Task to carry out: Reproduce exactly the lines beginning with the line that contains "If you could drop a marker on the seed" and ending at the final line of the material below.

The records:
○ ○ ○
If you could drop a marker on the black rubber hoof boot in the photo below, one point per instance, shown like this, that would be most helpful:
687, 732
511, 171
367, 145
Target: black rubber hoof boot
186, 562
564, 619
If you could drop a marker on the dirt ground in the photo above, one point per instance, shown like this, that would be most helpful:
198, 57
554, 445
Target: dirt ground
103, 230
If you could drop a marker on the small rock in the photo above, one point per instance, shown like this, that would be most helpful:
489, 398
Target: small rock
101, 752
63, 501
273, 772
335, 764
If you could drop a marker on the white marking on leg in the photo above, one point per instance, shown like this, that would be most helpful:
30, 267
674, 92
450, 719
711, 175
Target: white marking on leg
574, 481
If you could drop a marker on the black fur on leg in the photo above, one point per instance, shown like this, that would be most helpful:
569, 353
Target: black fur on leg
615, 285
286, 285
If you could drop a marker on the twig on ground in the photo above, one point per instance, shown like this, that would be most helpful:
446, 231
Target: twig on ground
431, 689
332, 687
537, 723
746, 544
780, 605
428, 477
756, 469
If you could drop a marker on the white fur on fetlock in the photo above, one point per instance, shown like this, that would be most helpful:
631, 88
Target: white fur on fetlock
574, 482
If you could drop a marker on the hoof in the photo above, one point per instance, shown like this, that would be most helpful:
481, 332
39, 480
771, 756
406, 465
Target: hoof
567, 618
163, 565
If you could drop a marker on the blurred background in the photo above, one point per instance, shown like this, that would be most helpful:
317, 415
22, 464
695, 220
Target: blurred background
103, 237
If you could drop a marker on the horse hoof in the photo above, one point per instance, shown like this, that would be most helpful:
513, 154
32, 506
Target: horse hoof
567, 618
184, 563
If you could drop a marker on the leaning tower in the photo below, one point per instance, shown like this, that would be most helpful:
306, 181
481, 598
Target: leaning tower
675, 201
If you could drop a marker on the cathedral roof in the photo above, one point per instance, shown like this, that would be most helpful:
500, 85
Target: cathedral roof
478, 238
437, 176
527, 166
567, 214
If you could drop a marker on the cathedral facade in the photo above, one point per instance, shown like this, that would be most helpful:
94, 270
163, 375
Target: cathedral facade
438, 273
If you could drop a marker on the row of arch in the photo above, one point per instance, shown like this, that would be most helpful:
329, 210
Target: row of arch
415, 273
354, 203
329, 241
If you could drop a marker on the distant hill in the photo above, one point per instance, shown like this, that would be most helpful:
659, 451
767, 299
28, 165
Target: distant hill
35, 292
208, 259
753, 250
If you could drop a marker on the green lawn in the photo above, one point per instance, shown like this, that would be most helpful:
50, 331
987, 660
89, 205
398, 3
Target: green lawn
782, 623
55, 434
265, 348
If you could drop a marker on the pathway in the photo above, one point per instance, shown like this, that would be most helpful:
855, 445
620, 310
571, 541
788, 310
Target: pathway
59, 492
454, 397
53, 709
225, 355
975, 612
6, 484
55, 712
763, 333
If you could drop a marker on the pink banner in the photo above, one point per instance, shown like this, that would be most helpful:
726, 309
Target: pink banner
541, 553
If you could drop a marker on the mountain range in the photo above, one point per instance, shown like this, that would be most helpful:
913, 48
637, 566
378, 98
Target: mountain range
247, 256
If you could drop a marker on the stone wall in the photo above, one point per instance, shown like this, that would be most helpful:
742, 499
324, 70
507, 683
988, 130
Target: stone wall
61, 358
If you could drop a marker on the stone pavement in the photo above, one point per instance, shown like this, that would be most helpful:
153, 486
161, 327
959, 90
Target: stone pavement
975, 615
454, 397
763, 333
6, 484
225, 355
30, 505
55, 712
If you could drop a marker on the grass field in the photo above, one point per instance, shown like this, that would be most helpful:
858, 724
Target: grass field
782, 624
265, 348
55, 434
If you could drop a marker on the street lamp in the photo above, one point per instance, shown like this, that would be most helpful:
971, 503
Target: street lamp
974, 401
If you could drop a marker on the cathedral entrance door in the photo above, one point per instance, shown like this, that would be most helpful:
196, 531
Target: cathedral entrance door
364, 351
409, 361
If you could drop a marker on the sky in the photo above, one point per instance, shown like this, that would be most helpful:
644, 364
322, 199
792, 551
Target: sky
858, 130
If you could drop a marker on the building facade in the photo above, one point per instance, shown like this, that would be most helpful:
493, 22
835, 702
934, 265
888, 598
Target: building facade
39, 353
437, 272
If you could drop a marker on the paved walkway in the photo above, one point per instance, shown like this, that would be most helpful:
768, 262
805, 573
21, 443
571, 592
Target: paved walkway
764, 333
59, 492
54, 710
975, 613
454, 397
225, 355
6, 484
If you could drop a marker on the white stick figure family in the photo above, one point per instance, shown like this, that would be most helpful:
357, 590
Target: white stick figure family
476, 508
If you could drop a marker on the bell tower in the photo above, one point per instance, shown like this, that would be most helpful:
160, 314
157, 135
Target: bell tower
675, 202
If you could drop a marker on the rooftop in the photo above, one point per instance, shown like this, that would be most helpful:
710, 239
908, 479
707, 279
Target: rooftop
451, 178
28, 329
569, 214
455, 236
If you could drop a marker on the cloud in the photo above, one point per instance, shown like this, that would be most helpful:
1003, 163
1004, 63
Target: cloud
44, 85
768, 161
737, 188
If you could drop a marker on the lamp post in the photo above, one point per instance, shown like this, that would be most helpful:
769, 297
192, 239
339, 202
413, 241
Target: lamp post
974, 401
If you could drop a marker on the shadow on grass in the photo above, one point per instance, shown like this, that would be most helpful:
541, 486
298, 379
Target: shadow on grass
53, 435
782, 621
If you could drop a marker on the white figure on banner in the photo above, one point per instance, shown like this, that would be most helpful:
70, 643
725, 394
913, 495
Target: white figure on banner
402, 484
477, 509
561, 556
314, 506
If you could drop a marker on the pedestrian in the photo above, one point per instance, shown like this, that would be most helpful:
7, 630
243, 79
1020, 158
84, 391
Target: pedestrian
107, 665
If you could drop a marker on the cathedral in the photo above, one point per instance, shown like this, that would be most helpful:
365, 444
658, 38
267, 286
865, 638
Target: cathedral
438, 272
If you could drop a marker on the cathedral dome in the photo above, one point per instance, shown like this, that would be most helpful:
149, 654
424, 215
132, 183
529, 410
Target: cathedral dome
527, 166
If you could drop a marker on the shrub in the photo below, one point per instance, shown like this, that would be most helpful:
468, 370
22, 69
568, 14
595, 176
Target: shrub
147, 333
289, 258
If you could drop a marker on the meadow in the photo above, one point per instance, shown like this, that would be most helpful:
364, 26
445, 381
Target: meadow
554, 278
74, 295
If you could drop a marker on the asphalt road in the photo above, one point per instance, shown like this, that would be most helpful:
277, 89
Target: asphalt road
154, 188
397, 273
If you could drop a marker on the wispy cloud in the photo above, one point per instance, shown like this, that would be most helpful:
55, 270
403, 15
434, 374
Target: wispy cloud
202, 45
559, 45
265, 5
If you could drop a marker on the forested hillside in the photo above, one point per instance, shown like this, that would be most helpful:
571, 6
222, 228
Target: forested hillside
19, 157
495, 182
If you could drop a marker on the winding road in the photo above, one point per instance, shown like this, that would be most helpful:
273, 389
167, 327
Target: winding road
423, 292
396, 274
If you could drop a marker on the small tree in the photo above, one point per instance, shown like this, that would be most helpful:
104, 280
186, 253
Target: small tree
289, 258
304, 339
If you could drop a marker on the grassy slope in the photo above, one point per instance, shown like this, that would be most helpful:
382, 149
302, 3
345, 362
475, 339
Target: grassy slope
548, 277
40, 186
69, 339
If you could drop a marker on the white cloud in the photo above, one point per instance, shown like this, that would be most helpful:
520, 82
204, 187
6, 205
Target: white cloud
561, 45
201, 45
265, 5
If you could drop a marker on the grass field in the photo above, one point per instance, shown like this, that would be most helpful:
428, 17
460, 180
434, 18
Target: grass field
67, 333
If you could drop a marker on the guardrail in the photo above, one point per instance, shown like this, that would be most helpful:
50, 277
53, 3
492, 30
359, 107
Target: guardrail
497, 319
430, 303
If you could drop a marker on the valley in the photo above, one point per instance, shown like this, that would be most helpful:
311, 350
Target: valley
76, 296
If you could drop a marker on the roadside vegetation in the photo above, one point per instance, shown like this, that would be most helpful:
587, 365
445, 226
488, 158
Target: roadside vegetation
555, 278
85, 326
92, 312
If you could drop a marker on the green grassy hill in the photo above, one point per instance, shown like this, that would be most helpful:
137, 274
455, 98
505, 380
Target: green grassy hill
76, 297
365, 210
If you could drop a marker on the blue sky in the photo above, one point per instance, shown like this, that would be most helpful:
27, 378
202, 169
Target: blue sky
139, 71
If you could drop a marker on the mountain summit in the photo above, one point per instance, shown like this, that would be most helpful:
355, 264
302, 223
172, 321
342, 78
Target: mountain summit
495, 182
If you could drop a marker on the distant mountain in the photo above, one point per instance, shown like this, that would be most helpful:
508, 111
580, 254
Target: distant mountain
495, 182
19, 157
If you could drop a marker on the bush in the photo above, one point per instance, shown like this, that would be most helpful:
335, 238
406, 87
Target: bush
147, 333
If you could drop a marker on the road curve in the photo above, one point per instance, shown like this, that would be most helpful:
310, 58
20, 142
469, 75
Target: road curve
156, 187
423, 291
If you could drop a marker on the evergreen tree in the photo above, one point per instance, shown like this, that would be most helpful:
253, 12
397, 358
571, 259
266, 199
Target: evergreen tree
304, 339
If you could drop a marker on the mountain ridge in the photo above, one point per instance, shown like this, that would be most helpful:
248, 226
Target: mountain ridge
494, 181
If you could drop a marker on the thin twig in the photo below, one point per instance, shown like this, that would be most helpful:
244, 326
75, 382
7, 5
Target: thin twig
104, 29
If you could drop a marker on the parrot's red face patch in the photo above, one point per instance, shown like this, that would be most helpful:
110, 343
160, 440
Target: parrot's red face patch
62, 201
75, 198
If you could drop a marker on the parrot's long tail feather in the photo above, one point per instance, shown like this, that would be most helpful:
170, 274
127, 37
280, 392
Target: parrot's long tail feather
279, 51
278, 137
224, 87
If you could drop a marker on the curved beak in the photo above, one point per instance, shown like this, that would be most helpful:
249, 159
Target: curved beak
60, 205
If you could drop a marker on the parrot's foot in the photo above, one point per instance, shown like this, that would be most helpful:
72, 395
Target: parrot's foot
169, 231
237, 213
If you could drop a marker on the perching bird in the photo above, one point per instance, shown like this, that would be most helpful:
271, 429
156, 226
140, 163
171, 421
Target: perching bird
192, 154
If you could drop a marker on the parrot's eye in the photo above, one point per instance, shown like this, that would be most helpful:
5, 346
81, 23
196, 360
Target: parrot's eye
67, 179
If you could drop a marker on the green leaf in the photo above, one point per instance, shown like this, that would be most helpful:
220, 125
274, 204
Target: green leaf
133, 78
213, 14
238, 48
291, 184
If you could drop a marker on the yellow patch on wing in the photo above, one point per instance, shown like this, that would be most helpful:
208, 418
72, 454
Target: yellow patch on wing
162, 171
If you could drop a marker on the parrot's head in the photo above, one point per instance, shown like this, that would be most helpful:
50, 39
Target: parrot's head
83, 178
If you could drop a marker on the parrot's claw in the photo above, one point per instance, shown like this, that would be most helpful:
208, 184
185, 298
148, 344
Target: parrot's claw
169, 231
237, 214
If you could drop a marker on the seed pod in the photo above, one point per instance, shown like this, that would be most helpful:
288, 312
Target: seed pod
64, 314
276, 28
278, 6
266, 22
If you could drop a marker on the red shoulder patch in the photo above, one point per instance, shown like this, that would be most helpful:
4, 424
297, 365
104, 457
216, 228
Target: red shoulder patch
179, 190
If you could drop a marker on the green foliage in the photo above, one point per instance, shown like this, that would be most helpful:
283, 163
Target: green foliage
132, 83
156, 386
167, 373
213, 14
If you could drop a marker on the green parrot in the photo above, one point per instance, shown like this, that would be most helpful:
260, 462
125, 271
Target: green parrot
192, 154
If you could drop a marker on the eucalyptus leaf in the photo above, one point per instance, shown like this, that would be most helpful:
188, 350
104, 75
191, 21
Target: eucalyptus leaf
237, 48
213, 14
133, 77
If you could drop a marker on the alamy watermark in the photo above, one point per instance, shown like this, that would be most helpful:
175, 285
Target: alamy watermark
○ ○ ○
Task result:
If you could drop a marker on the seed pod in the photo above, one point per instance, shown like this, that would be most helpful:
288, 312
Target: seed pod
64, 314
276, 28
278, 6
266, 22
If you could drop a marker on the red shoulder patch in the photo above, one point per instance, shown like this, that would be most helpful:
4, 424
297, 365
104, 457
216, 228
Target: red shoulder patch
179, 190
If you could drop a marker on the green foliage in the photo above, one point per instance, shown like this, that would be most helpful:
283, 163
Target: green foliage
132, 83
156, 386
167, 373
213, 14
If you could drop a marker on the green parrot in the photo above, one point per instance, shown like this, that would be most helpful:
260, 462
125, 271
Target: green parrot
192, 154
If you could drop a marker on the eucalyptus leaf in the photo above, one point per instance, shown like this, that would be most helpful:
188, 350
104, 75
191, 21
Target: eucalyptus leaf
237, 48
213, 14
133, 77
If you could drop a marker on the alamy watermark in the photo above, one point per instance, shown like this, that would be most helpful:
175, 285
Target: alamy watermark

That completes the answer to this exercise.